Reproduce everything in the records from the line containing "Task: annotate each instance of the red festive" down to the line containing "x=301 y=335", both included, as a numbered list with blank lines omitted. Leave the pictures out.

**Data in this exercise:**
>>>>

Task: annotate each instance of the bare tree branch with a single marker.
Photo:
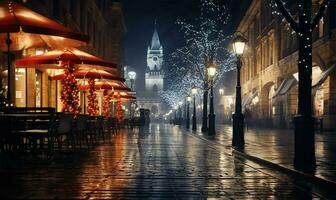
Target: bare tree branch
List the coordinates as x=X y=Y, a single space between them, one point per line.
x=287 y=15
x=319 y=14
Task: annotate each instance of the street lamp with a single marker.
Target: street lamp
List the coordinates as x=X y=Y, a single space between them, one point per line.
x=194 y=92
x=188 y=112
x=132 y=75
x=221 y=91
x=211 y=73
x=238 y=118
x=175 y=114
x=180 y=113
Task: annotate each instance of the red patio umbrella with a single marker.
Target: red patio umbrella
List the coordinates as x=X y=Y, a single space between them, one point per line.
x=107 y=85
x=125 y=95
x=52 y=59
x=27 y=28
x=92 y=73
x=21 y=28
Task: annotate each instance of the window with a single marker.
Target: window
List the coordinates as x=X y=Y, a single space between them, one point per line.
x=56 y=9
x=20 y=87
x=38 y=88
x=321 y=28
x=258 y=60
x=271 y=49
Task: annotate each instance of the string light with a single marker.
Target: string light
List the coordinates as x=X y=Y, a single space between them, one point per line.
x=106 y=104
x=93 y=107
x=69 y=96
x=119 y=114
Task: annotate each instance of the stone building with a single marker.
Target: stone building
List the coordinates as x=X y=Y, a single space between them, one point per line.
x=269 y=72
x=154 y=77
x=102 y=20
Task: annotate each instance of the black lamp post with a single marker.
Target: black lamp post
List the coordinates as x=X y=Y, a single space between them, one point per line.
x=188 y=112
x=211 y=73
x=175 y=114
x=238 y=118
x=132 y=76
x=194 y=91
x=180 y=113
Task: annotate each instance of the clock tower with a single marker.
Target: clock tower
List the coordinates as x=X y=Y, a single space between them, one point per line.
x=154 y=75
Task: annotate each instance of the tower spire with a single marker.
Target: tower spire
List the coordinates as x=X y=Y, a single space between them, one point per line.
x=155 y=44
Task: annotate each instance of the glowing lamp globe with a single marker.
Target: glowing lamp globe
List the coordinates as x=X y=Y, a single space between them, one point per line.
x=132 y=75
x=194 y=90
x=211 y=71
x=221 y=91
x=238 y=44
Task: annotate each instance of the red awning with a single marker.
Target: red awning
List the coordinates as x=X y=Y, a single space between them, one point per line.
x=91 y=73
x=107 y=85
x=53 y=58
x=28 y=28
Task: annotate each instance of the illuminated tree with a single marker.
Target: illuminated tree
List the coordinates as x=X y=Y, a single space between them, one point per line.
x=303 y=25
x=69 y=97
x=204 y=45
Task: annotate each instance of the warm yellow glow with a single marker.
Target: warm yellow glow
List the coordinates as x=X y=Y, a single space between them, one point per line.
x=212 y=71
x=221 y=91
x=2 y=12
x=238 y=47
x=194 y=90
x=31 y=15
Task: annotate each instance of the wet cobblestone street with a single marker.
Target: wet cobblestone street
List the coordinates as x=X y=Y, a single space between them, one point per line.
x=161 y=161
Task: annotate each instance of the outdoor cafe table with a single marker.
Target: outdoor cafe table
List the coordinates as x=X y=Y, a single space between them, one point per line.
x=23 y=123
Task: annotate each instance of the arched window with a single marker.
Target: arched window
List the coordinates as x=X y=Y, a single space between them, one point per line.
x=155 y=89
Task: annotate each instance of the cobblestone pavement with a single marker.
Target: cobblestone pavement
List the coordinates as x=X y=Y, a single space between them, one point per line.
x=277 y=146
x=159 y=162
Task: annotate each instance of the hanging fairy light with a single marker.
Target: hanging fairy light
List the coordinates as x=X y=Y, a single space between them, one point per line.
x=69 y=96
x=92 y=97
x=106 y=104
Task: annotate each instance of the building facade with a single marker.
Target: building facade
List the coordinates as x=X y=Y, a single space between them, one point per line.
x=102 y=20
x=269 y=73
x=154 y=77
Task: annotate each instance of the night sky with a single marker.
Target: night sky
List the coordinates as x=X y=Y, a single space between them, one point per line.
x=140 y=17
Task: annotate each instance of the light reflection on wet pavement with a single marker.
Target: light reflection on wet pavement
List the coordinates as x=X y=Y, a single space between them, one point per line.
x=161 y=161
x=277 y=146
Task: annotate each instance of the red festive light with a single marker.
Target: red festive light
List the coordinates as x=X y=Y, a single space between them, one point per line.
x=93 y=101
x=69 y=96
x=119 y=114
x=106 y=104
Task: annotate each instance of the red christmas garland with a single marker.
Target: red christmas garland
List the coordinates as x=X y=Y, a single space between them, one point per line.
x=106 y=104
x=119 y=114
x=69 y=96
x=93 y=108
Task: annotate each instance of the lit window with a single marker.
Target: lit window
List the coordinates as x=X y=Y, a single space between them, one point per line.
x=321 y=28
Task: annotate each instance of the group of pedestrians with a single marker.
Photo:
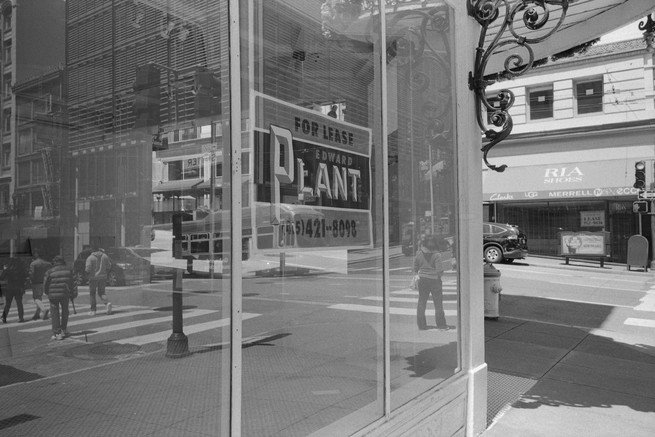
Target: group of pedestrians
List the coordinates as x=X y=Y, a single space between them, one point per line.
x=56 y=281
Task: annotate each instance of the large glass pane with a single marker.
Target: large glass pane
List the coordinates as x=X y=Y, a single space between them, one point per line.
x=313 y=225
x=116 y=158
x=423 y=199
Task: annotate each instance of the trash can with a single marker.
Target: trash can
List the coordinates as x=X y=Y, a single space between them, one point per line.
x=492 y=291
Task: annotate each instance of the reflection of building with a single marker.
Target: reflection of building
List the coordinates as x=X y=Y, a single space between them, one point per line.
x=39 y=136
x=580 y=124
x=32 y=49
x=110 y=149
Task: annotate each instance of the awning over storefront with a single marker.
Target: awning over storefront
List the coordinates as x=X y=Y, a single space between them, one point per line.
x=175 y=187
x=575 y=180
x=584 y=21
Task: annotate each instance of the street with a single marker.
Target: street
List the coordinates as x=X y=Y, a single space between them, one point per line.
x=301 y=335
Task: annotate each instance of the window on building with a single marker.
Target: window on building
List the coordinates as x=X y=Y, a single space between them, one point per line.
x=24 y=141
x=7 y=53
x=6 y=156
x=4 y=198
x=589 y=96
x=24 y=173
x=540 y=103
x=6 y=121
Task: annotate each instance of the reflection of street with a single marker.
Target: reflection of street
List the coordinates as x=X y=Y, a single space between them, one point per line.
x=301 y=336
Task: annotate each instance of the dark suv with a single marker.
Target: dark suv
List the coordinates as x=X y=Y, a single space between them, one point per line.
x=503 y=242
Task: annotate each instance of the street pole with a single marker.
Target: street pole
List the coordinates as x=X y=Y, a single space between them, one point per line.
x=431 y=189
x=177 y=345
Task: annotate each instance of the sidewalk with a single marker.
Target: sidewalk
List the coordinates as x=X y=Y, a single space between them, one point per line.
x=548 y=379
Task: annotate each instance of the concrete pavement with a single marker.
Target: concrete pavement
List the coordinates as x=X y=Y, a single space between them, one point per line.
x=545 y=379
x=550 y=379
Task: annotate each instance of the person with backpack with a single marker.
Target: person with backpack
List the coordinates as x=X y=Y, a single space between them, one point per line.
x=98 y=265
x=37 y=270
x=15 y=274
x=429 y=268
x=58 y=286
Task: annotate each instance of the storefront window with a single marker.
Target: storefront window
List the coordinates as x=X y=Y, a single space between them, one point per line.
x=260 y=223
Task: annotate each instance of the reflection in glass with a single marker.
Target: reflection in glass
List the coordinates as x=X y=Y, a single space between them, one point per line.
x=110 y=135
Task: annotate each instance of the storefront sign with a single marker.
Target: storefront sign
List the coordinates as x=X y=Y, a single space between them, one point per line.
x=581 y=180
x=319 y=163
x=593 y=219
x=583 y=243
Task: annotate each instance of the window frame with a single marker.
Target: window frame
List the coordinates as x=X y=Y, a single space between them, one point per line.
x=576 y=96
x=529 y=105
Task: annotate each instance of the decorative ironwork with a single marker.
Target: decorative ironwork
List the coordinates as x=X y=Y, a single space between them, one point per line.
x=535 y=15
x=648 y=27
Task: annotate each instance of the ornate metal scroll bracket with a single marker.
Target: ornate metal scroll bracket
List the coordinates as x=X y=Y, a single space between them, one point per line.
x=648 y=27
x=535 y=15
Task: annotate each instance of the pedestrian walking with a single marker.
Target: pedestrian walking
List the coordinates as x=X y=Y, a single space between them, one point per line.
x=97 y=268
x=15 y=274
x=37 y=270
x=429 y=268
x=58 y=285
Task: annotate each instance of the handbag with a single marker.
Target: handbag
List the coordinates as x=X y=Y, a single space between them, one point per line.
x=414 y=282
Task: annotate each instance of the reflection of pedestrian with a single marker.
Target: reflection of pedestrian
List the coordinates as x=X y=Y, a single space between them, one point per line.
x=58 y=285
x=38 y=267
x=15 y=274
x=97 y=268
x=428 y=266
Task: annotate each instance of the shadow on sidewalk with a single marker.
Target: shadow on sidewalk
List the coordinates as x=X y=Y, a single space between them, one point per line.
x=542 y=354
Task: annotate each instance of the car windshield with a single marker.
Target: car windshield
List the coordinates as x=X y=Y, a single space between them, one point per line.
x=145 y=251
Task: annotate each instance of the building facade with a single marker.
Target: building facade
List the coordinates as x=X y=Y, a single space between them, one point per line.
x=32 y=48
x=580 y=125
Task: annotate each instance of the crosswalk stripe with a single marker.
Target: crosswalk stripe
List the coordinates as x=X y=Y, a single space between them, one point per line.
x=94 y=319
x=401 y=299
x=645 y=323
x=378 y=310
x=140 y=340
x=145 y=322
x=647 y=303
x=409 y=292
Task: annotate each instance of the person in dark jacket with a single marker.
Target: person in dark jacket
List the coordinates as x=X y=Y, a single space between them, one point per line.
x=15 y=274
x=58 y=285
x=38 y=267
x=429 y=268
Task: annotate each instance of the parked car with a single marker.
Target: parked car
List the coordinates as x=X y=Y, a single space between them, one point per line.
x=503 y=242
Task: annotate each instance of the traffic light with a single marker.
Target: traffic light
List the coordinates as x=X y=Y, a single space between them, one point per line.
x=178 y=218
x=640 y=207
x=207 y=93
x=147 y=100
x=640 y=175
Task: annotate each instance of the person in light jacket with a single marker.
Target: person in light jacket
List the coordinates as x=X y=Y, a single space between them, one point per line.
x=38 y=267
x=428 y=267
x=15 y=274
x=97 y=268
x=58 y=286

<<<<

**Response:**
1. Task: annotate each instance of the red festive light with a single marker.
2. Target: red festive light
3. List the coordinates as x=X y=Y, a single space between them, one point per line.
4. x=93 y=101
5. x=69 y=96
6. x=119 y=114
7. x=106 y=104
8. Task: annotate each instance of the red christmas garland with a single marker.
9. Target: red christmas garland
10. List the coordinates as x=X y=Y, a single space between them, one point per line.
11. x=106 y=104
12. x=119 y=114
13. x=69 y=96
14. x=93 y=108
15. Task: annotate each instance of the lit window with a single marker.
16. Target: lit window
17. List the coordinates as x=X y=Y, a single space between them, one point per line.
18. x=321 y=28
19. Task: annotate each instance of the group of pedestrians with a single marker.
20. Photo:
21. Target: group of pedestrians
22. List the coordinates as x=X y=Y, a single space between them, one point per line.
23. x=56 y=281
24. Task: annotate each instance of the large glass pane with a single marker.
25. Target: large glass pane
26. List the coordinates as x=X y=Y, a single space between them, one point per line.
27. x=313 y=225
28. x=116 y=158
29. x=423 y=199
30. Task: annotate each instance of the trash can with a single marker.
31. Target: trash can
32. List the coordinates as x=X y=Y, a single space between them, one point per line.
33. x=492 y=291
34. Task: annotate each instance of the reflection of building with a single marker.
35. Target: reflection of building
36. List the coordinates as x=X y=Y, a single space between them, one point per line.
37. x=39 y=136
38. x=580 y=124
39. x=32 y=49
40. x=110 y=149
41. Task: annotate each instance of the awning over storefront with a single marker.
42. Target: awning over storefront
43. List the coordinates as x=X y=Y, a single space between them, one point per line.
44. x=175 y=187
45. x=575 y=180
46. x=584 y=21
47. Task: annotate each instance of the street with a single marker.
48. Target: street
49. List the coordinates as x=X y=Y, a single space between them, one point per line.
50. x=301 y=335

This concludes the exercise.